## Study text
※ ※ ※

Shared ground
Hosea 11:5–7 presents judgment in concrete historical terms. The text says Israel will not find safety by “returning” to Egypt, and that Assyria will dominate them as king. That political outcome is tied to a deeper refusal: they “refused to return” to God (explicit in v. 5). The announced judgment includes war reaching their towns, defenses collapsing (“bars” being consumed), and people being destroyed (v. 6). The passage also gives a moral diagnosis: God’s people are “bent” toward turning away, and even when they are summoned upward toward the One “on high,” there is no honoring response (v. 7).
The passage assumes a strong link between inward stance and outward collapse. Their “counsels” (their strategies and plans) are not neutral; they become part of the reason destruction overtakes them (v. 6).
Where interpretation differs
One live question is how to read v. 5: is it a straightforward statement (“They shall not return…”) or a rhetorical question (“Shall they not return…?”). Either way, the overall sense remains: Egypt is not the outcome that resolves Israel’s crisis, and Assyria is.
Another question is what “return” means in these verses. Some readings emphasize a literal relocation (fleeing back to Egypt). Others take “return” as political dependence (seeking Egypt as protector). Many see both layers at once, with the key point being the relational refusal to return “to me” (God).
A further question concerns v. 7: who is doing the “calling” to the One on high. It may refer to prophets or leaders urging the people toward God, or it may describe God’s own summons. The result is the same in the verse: the people do not respond with honor.

※ ※ ※

Referring expression data
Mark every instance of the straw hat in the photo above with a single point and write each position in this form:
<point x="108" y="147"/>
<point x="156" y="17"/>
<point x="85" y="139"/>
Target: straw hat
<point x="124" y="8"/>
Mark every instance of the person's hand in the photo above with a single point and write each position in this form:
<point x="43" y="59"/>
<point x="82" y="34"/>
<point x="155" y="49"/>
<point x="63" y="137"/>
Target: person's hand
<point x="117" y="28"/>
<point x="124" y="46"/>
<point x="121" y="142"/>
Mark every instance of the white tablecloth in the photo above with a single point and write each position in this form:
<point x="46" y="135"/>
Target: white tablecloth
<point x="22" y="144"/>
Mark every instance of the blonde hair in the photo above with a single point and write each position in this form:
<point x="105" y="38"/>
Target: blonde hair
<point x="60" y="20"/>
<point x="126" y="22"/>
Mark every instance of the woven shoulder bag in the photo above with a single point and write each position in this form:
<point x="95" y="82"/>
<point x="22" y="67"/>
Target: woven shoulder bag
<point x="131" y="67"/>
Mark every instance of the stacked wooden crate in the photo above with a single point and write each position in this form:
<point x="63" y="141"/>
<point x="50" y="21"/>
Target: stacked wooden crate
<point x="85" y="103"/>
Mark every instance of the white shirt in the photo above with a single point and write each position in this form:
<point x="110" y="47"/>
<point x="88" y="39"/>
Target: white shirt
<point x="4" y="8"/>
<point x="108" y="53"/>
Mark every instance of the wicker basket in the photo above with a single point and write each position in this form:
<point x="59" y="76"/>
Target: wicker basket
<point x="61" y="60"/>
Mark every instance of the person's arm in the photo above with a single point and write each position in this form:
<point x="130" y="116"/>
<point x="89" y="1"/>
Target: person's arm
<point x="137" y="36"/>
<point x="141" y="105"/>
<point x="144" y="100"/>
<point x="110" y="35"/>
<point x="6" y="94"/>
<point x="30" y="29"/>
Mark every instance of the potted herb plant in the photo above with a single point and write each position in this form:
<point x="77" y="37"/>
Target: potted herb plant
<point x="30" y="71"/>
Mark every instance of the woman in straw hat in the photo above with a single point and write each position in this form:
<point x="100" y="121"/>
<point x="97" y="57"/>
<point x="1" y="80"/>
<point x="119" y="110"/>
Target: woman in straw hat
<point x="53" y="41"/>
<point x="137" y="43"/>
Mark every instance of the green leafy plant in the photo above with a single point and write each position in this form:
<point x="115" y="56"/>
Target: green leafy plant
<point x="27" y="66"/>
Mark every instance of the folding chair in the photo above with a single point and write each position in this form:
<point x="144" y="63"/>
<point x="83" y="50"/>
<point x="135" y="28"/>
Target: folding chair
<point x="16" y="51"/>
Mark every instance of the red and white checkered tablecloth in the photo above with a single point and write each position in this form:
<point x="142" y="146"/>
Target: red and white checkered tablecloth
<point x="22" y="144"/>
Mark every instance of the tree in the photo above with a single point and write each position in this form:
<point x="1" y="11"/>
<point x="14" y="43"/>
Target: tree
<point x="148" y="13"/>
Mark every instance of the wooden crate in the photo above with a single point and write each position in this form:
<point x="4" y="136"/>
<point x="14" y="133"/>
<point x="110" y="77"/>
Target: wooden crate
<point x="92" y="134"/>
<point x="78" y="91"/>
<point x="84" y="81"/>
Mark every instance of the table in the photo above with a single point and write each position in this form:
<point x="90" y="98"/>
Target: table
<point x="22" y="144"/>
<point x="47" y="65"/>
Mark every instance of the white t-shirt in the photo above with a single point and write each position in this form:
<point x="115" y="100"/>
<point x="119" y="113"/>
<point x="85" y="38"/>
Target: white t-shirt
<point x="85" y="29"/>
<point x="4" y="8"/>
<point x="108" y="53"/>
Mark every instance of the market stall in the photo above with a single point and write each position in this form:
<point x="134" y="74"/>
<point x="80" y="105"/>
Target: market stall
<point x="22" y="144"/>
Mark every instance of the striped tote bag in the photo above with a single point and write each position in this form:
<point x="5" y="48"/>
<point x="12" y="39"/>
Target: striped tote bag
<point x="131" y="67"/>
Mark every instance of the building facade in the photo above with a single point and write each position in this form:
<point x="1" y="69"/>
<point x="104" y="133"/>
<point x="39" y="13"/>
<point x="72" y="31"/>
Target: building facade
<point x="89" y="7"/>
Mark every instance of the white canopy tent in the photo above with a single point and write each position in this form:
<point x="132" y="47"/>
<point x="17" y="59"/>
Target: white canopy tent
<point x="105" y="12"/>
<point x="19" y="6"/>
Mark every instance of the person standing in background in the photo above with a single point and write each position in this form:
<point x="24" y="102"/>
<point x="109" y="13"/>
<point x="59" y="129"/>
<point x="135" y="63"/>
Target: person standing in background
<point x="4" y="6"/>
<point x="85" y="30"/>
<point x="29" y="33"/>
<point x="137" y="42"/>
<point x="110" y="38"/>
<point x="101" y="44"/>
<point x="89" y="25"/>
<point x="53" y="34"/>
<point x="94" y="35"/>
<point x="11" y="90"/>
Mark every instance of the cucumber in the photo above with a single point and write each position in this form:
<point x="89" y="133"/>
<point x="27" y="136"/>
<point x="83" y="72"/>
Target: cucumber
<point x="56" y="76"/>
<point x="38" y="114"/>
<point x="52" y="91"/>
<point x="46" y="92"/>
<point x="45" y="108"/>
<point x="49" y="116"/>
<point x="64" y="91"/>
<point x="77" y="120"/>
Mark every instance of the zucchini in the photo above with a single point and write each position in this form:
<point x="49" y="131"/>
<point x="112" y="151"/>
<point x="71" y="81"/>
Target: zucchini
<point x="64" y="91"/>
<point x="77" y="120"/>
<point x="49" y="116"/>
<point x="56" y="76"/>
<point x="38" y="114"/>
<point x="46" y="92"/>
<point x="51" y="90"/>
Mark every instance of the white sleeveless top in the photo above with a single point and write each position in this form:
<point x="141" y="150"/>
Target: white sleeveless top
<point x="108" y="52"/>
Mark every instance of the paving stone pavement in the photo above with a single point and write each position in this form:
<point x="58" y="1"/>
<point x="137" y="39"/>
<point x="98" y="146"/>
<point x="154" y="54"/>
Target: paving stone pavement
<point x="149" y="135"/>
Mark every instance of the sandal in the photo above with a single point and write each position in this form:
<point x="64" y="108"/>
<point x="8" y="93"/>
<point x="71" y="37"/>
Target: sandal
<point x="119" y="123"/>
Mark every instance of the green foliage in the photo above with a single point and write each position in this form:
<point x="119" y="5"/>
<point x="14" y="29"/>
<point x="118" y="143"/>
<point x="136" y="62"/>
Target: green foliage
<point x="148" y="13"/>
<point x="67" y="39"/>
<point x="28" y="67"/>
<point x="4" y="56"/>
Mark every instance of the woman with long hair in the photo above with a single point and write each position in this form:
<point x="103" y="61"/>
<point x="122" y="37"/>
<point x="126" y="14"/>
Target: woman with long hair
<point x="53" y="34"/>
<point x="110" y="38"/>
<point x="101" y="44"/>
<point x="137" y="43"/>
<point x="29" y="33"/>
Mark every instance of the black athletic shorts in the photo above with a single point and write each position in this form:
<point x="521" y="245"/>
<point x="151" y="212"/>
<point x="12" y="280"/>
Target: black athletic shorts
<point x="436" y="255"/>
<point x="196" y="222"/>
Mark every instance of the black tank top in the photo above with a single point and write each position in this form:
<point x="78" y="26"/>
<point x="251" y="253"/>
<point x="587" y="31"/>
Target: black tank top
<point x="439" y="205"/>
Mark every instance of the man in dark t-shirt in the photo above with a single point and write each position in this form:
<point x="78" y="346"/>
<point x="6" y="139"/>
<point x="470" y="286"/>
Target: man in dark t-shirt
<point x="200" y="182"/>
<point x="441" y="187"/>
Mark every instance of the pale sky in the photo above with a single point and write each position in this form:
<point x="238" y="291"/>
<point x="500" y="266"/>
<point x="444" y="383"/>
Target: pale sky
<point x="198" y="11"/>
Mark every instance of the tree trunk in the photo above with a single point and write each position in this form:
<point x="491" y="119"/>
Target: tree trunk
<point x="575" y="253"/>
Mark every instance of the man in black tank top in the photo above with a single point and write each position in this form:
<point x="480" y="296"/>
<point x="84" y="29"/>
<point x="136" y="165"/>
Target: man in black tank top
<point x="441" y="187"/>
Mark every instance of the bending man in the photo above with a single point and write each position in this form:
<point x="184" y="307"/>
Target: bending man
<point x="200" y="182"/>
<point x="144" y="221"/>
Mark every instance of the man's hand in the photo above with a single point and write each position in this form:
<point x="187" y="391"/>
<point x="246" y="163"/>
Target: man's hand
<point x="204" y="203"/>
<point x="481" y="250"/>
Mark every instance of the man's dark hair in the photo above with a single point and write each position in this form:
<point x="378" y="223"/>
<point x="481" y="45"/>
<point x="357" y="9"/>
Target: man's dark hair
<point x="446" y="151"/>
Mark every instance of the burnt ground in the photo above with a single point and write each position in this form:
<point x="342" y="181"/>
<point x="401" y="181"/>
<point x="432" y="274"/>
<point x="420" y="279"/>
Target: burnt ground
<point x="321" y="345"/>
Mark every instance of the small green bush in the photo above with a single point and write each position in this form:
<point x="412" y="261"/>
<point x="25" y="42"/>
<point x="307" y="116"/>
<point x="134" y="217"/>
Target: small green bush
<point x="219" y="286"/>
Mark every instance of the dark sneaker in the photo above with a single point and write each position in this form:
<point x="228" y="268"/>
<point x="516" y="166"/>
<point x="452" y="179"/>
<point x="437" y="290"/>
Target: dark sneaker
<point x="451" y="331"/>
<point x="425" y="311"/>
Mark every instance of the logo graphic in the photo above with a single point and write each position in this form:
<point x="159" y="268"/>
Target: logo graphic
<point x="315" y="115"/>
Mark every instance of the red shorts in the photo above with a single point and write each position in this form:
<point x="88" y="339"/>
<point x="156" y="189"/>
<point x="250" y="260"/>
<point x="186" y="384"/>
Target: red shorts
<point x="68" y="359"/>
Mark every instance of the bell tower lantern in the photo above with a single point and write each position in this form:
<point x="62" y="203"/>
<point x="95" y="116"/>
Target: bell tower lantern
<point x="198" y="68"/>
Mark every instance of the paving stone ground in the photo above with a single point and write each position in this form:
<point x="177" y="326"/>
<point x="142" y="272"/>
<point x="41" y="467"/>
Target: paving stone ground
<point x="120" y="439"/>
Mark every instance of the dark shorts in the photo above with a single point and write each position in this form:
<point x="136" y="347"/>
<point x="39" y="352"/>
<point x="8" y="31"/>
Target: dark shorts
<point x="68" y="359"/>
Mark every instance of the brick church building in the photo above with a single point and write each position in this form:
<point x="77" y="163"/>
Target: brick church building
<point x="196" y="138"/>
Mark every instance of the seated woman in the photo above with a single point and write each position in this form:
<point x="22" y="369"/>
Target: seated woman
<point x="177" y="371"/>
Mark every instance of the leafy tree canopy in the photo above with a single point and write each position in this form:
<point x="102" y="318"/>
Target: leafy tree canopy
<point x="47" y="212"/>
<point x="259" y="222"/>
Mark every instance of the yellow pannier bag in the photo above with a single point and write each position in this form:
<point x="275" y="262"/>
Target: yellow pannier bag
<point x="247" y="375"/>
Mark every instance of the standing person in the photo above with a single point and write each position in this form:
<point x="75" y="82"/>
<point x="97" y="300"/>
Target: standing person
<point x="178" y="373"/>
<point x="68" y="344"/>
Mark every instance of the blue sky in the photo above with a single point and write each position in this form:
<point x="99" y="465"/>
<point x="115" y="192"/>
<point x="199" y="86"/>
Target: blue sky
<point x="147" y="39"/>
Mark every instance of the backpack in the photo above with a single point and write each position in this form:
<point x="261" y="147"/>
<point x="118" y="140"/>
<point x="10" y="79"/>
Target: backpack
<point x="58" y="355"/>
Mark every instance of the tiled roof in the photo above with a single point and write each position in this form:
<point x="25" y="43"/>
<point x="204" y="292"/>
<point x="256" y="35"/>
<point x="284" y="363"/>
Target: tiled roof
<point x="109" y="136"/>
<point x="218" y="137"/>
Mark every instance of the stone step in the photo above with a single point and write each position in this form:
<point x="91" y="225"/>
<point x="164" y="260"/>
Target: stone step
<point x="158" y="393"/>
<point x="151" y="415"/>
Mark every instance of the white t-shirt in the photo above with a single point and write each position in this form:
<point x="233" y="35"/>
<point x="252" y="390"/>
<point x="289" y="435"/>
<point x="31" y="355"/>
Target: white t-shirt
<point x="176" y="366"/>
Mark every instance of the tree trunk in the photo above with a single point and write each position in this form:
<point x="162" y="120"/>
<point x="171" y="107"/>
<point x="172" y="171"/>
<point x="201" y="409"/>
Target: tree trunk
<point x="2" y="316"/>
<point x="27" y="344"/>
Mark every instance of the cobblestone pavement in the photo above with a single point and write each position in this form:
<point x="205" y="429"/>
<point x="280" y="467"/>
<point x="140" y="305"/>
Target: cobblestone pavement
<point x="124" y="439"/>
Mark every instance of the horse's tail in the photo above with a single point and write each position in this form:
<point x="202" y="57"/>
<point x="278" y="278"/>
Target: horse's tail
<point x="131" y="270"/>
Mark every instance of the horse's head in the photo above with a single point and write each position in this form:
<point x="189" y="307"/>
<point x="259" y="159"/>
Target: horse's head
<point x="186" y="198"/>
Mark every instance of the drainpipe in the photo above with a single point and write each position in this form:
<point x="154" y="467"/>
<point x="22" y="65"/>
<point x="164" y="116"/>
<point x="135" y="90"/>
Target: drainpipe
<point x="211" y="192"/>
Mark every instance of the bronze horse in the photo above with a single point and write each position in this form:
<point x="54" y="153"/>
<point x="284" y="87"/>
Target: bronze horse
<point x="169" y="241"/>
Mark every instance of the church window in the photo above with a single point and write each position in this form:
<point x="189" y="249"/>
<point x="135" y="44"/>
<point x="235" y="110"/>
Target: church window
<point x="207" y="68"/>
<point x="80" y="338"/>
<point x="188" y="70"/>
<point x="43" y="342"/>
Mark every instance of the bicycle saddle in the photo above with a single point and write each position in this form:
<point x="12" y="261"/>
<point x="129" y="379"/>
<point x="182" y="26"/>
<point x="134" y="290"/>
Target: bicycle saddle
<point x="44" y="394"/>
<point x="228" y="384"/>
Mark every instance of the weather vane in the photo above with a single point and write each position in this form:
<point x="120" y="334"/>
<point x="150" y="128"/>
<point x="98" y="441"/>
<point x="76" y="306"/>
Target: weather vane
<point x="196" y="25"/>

※ ※ ※

## Work to be completed
Continue the study text on Hosea 11:5–7 from the point where it stops.

## Your response
Why the disagreement exists
The Hebrew allows different sentence shapes in v. 5 (statement vs rhetorical question), and Hosea often uses “return” with more than one target (geography, politics, covenant loyalty). Verse 7 also contains compressed pronouns (“they call them”), which makes it hard to pin down the subject without interpretation.
What this passage clearly contributes
This unit connects covenant refusal to historical consequence: Assyrian domination and local devastation are presented as the outworking of Israel’s persistent turning away. The text also portrays the people’s resistance as settled (“bent”), not a momentary lapse, and shows that human planning (“counsels”) can become self-defeating when it is set against returning to God. It contributes to Hosea’s broader theme that crisis is not only external pressure; it exposes a long-standing relational breach and a refusal to “return” in loyal response (compare Hosea 11:1 for the parent-child frame).